◆ DATA SHOWN:
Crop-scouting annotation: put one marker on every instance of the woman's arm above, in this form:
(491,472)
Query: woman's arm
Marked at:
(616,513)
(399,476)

◆ EXERCISE AIM: Line by line, transcribe the data exactly.

◆ TASK OUTPUT:
Crop-scouting annotation: put one marker on every instance of the woman's arm above, in this form:
(491,472)
Query: woman's arm
Marked at:
(616,513)
(399,476)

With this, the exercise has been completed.